• [EXERCISE MATERIALS]:

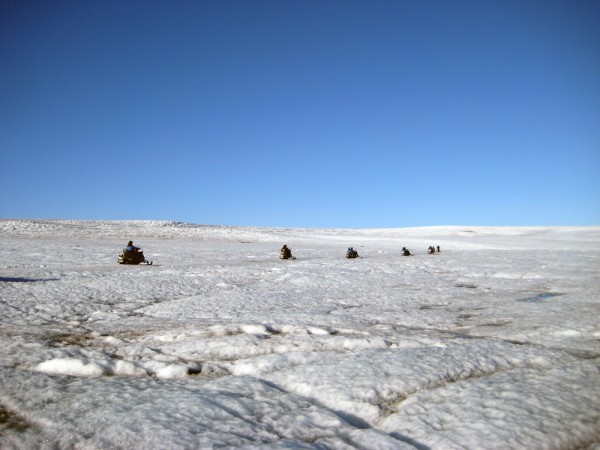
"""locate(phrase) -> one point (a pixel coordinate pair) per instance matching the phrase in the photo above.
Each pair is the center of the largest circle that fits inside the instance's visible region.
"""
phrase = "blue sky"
(301, 113)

• [ACTION ITEM]:
From the line containing "Each pair is" down to the last line of the data above, copy every line exactly; leave out all other lines.

• [RESULT FOR THIS EXERCISE]:
Each pair is the center of the largest circle that fits inside the instance's visible region.
"""
phrase = "blue sky"
(301, 113)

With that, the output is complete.